**Set task**
Gather each line of the records below that contains the word "side" and copy those lines verbatim.

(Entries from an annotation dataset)
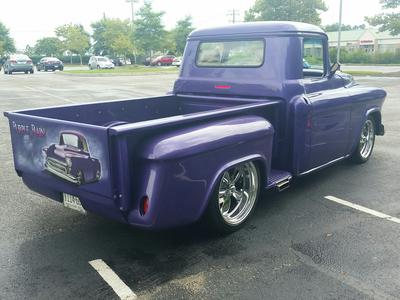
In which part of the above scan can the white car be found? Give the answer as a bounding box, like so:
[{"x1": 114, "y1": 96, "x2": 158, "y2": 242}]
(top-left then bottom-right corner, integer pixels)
[
  {"x1": 88, "y1": 56, "x2": 115, "y2": 70},
  {"x1": 172, "y1": 56, "x2": 182, "y2": 67}
]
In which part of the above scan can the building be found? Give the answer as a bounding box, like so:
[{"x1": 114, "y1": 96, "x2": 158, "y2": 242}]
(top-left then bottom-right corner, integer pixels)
[{"x1": 327, "y1": 28, "x2": 400, "y2": 53}]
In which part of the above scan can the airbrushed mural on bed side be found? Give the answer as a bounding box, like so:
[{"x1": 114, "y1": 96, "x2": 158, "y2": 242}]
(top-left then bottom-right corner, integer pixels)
[{"x1": 42, "y1": 131, "x2": 101, "y2": 185}]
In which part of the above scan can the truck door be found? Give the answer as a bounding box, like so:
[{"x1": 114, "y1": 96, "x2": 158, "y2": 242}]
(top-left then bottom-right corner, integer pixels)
[{"x1": 303, "y1": 37, "x2": 351, "y2": 171}]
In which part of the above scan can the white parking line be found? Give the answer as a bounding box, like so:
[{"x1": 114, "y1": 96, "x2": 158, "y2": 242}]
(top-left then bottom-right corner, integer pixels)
[
  {"x1": 25, "y1": 86, "x2": 76, "y2": 103},
  {"x1": 325, "y1": 196, "x2": 400, "y2": 224},
  {"x1": 89, "y1": 259, "x2": 137, "y2": 300}
]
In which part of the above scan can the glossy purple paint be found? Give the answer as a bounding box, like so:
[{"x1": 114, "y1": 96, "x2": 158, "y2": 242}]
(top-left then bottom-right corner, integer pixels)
[{"x1": 5, "y1": 22, "x2": 386, "y2": 228}]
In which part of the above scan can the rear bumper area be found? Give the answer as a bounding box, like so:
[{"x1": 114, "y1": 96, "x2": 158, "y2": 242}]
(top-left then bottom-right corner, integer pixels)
[
  {"x1": 22, "y1": 173, "x2": 128, "y2": 223},
  {"x1": 376, "y1": 124, "x2": 385, "y2": 135}
]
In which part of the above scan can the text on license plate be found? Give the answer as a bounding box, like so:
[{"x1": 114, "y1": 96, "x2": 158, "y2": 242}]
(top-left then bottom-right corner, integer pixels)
[{"x1": 63, "y1": 193, "x2": 86, "y2": 214}]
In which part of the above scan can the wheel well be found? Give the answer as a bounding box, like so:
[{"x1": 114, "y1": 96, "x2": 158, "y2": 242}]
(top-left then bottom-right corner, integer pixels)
[
  {"x1": 251, "y1": 159, "x2": 267, "y2": 189},
  {"x1": 368, "y1": 111, "x2": 382, "y2": 132}
]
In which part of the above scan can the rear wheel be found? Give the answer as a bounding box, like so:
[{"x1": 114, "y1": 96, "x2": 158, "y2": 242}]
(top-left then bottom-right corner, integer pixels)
[
  {"x1": 205, "y1": 162, "x2": 260, "y2": 233},
  {"x1": 352, "y1": 116, "x2": 375, "y2": 164}
]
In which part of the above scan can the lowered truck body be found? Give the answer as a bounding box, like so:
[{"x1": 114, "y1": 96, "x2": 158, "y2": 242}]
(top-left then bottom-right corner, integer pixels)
[{"x1": 5, "y1": 22, "x2": 386, "y2": 231}]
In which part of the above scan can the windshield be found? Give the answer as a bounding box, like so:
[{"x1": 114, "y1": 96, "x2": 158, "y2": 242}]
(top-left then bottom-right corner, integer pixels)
[{"x1": 196, "y1": 40, "x2": 265, "y2": 67}]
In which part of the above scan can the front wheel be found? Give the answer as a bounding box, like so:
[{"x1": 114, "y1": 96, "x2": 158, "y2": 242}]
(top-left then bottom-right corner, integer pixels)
[
  {"x1": 205, "y1": 162, "x2": 260, "y2": 233},
  {"x1": 352, "y1": 117, "x2": 375, "y2": 164}
]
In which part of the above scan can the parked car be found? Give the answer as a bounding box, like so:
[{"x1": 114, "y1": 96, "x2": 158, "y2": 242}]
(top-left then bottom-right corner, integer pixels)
[
  {"x1": 3, "y1": 54, "x2": 34, "y2": 75},
  {"x1": 88, "y1": 56, "x2": 115, "y2": 70},
  {"x1": 43, "y1": 131, "x2": 101, "y2": 185},
  {"x1": 172, "y1": 56, "x2": 182, "y2": 67},
  {"x1": 36, "y1": 57, "x2": 64, "y2": 72},
  {"x1": 303, "y1": 58, "x2": 311, "y2": 69},
  {"x1": 150, "y1": 55, "x2": 175, "y2": 66},
  {"x1": 111, "y1": 57, "x2": 131, "y2": 67},
  {"x1": 5, "y1": 22, "x2": 386, "y2": 232}
]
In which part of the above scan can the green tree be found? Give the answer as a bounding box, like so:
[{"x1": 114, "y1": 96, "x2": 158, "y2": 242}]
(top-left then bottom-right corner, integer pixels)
[
  {"x1": 24, "y1": 45, "x2": 34, "y2": 56},
  {"x1": 323, "y1": 23, "x2": 365, "y2": 32},
  {"x1": 365, "y1": 0, "x2": 400, "y2": 35},
  {"x1": 173, "y1": 16, "x2": 194, "y2": 54},
  {"x1": 56, "y1": 24, "x2": 90, "y2": 64},
  {"x1": 134, "y1": 1, "x2": 165, "y2": 54},
  {"x1": 91, "y1": 18, "x2": 134, "y2": 56},
  {"x1": 245, "y1": 0, "x2": 327, "y2": 25},
  {"x1": 34, "y1": 37, "x2": 63, "y2": 56},
  {"x1": 0, "y1": 22, "x2": 15, "y2": 57}
]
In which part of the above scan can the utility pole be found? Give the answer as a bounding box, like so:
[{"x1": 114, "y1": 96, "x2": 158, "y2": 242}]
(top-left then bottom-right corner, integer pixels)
[
  {"x1": 227, "y1": 8, "x2": 239, "y2": 24},
  {"x1": 336, "y1": 0, "x2": 343, "y2": 63},
  {"x1": 126, "y1": 0, "x2": 139, "y2": 28},
  {"x1": 126, "y1": 0, "x2": 139, "y2": 65}
]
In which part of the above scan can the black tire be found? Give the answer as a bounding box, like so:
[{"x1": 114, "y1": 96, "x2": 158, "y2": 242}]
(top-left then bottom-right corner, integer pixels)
[
  {"x1": 351, "y1": 116, "x2": 376, "y2": 164},
  {"x1": 204, "y1": 162, "x2": 261, "y2": 234}
]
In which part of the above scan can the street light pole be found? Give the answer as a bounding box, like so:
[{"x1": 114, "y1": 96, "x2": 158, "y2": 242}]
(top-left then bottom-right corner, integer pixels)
[
  {"x1": 336, "y1": 0, "x2": 343, "y2": 63},
  {"x1": 126, "y1": 0, "x2": 139, "y2": 65},
  {"x1": 126, "y1": 0, "x2": 139, "y2": 28}
]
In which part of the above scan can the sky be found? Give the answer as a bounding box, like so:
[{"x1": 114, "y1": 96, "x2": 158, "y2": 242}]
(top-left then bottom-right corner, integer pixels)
[{"x1": 0, "y1": 0, "x2": 381, "y2": 49}]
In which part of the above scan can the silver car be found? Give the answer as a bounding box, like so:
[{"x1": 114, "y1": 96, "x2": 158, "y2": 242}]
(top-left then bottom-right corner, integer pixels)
[
  {"x1": 88, "y1": 56, "x2": 115, "y2": 70},
  {"x1": 3, "y1": 54, "x2": 34, "y2": 75}
]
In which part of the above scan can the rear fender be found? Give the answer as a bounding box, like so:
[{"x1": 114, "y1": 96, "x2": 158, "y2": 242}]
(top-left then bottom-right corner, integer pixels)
[{"x1": 129, "y1": 116, "x2": 274, "y2": 228}]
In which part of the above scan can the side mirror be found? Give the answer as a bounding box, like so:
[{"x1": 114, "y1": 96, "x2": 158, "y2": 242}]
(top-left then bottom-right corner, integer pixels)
[{"x1": 328, "y1": 62, "x2": 340, "y2": 78}]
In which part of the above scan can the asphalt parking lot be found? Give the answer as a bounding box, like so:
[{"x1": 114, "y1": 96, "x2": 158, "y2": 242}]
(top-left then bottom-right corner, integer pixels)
[{"x1": 0, "y1": 73, "x2": 400, "y2": 299}]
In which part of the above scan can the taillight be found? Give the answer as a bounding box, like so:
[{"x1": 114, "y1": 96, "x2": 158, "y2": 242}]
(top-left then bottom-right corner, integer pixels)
[
  {"x1": 139, "y1": 196, "x2": 150, "y2": 216},
  {"x1": 214, "y1": 84, "x2": 231, "y2": 90}
]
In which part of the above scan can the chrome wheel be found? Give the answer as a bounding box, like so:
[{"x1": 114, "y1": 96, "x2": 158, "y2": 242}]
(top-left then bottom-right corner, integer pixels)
[
  {"x1": 218, "y1": 162, "x2": 259, "y2": 225},
  {"x1": 358, "y1": 119, "x2": 375, "y2": 160}
]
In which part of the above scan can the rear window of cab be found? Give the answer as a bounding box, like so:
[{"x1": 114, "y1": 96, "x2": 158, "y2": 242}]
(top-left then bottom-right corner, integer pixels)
[{"x1": 196, "y1": 39, "x2": 265, "y2": 68}]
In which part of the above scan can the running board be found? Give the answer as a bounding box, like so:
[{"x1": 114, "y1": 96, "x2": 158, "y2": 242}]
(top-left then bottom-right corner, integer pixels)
[
  {"x1": 276, "y1": 178, "x2": 290, "y2": 192},
  {"x1": 267, "y1": 169, "x2": 292, "y2": 192}
]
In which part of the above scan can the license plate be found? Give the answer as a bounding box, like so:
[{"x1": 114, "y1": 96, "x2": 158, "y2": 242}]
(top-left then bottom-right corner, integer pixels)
[{"x1": 63, "y1": 193, "x2": 86, "y2": 214}]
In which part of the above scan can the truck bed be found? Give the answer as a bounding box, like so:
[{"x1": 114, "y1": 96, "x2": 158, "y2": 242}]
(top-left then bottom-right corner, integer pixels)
[
  {"x1": 5, "y1": 95, "x2": 286, "y2": 227},
  {"x1": 14, "y1": 95, "x2": 274, "y2": 127}
]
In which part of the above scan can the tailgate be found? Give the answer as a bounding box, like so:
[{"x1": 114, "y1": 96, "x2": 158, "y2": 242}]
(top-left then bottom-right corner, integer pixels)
[{"x1": 5, "y1": 112, "x2": 113, "y2": 199}]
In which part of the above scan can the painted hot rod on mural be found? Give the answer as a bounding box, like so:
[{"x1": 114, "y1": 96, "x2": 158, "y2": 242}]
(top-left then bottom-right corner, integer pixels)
[{"x1": 43, "y1": 131, "x2": 101, "y2": 185}]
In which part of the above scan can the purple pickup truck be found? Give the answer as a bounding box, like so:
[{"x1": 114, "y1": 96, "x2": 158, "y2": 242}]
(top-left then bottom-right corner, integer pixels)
[{"x1": 5, "y1": 22, "x2": 386, "y2": 232}]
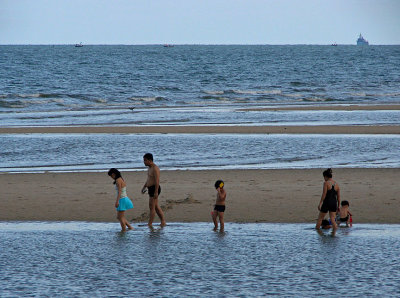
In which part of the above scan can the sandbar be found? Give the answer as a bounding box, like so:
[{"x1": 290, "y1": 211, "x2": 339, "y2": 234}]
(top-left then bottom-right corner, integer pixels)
[{"x1": 0, "y1": 168, "x2": 400, "y2": 224}]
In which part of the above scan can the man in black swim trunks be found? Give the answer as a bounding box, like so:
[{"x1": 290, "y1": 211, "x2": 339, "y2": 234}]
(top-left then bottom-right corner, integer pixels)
[{"x1": 142, "y1": 153, "x2": 166, "y2": 227}]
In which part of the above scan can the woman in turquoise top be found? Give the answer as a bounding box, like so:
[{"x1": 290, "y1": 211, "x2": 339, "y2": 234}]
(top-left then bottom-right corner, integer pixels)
[{"x1": 108, "y1": 168, "x2": 133, "y2": 232}]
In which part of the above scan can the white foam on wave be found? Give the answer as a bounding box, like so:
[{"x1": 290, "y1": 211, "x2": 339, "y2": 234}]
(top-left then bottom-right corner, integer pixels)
[
  {"x1": 233, "y1": 89, "x2": 282, "y2": 95},
  {"x1": 204, "y1": 91, "x2": 225, "y2": 95},
  {"x1": 129, "y1": 96, "x2": 165, "y2": 102}
]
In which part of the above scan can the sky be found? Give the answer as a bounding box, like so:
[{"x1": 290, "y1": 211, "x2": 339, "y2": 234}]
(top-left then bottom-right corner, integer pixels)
[{"x1": 0, "y1": 0, "x2": 400, "y2": 45}]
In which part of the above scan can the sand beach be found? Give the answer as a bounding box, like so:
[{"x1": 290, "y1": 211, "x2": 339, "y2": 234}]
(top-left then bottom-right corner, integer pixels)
[{"x1": 0, "y1": 169, "x2": 400, "y2": 223}]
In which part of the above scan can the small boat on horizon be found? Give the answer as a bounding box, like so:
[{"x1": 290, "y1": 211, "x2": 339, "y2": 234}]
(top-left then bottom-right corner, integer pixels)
[{"x1": 357, "y1": 33, "x2": 369, "y2": 46}]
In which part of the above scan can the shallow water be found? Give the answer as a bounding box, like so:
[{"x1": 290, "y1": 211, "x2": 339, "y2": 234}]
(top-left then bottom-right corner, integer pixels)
[{"x1": 0, "y1": 222, "x2": 400, "y2": 297}]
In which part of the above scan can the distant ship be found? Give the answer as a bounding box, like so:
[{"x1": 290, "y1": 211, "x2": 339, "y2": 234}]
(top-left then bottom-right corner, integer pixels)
[{"x1": 357, "y1": 33, "x2": 369, "y2": 46}]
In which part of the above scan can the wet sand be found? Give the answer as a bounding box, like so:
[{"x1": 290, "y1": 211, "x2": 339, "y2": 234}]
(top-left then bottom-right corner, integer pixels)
[
  {"x1": 0, "y1": 168, "x2": 400, "y2": 223},
  {"x1": 0, "y1": 125, "x2": 400, "y2": 134}
]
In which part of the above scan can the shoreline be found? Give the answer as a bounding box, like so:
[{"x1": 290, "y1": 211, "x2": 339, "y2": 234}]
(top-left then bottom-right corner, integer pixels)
[
  {"x1": 0, "y1": 168, "x2": 400, "y2": 224},
  {"x1": 0, "y1": 125, "x2": 400, "y2": 134}
]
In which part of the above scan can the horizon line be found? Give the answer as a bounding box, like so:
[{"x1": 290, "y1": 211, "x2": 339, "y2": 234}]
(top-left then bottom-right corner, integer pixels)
[{"x1": 0, "y1": 43, "x2": 400, "y2": 46}]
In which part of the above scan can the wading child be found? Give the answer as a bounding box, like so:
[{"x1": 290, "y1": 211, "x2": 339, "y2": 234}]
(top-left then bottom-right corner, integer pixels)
[
  {"x1": 339, "y1": 201, "x2": 352, "y2": 227},
  {"x1": 211, "y1": 180, "x2": 226, "y2": 232}
]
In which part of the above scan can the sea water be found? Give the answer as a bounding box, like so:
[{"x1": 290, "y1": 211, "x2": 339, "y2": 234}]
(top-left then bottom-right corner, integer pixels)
[
  {"x1": 0, "y1": 45, "x2": 400, "y2": 126},
  {"x1": 0, "y1": 45, "x2": 400, "y2": 172},
  {"x1": 0, "y1": 222, "x2": 400, "y2": 297},
  {"x1": 0, "y1": 134, "x2": 400, "y2": 172}
]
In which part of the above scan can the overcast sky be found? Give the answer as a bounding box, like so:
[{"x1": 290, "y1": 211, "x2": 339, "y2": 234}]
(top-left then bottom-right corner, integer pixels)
[{"x1": 0, "y1": 0, "x2": 400, "y2": 44}]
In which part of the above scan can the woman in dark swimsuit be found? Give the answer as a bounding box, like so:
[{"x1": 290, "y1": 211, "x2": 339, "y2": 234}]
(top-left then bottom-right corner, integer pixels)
[{"x1": 315, "y1": 169, "x2": 340, "y2": 229}]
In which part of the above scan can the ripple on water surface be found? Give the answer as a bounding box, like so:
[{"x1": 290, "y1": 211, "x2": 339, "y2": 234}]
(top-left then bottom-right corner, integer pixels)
[{"x1": 0, "y1": 222, "x2": 400, "y2": 297}]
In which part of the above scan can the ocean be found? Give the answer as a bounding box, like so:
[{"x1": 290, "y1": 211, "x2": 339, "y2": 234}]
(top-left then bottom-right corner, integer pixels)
[
  {"x1": 0, "y1": 45, "x2": 400, "y2": 172},
  {"x1": 0, "y1": 45, "x2": 400, "y2": 297},
  {"x1": 0, "y1": 222, "x2": 400, "y2": 297}
]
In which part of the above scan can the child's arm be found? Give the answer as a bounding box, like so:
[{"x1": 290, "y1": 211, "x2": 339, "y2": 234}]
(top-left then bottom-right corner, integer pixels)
[{"x1": 318, "y1": 182, "x2": 328, "y2": 211}]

**Worked answer**
In which part of the above scan can the airbrushed mural on bed side be found? Give the answer as a bounding box, like so:
In which part of the above scan can the side mirror be found? Give the answer as a bounding box, like so:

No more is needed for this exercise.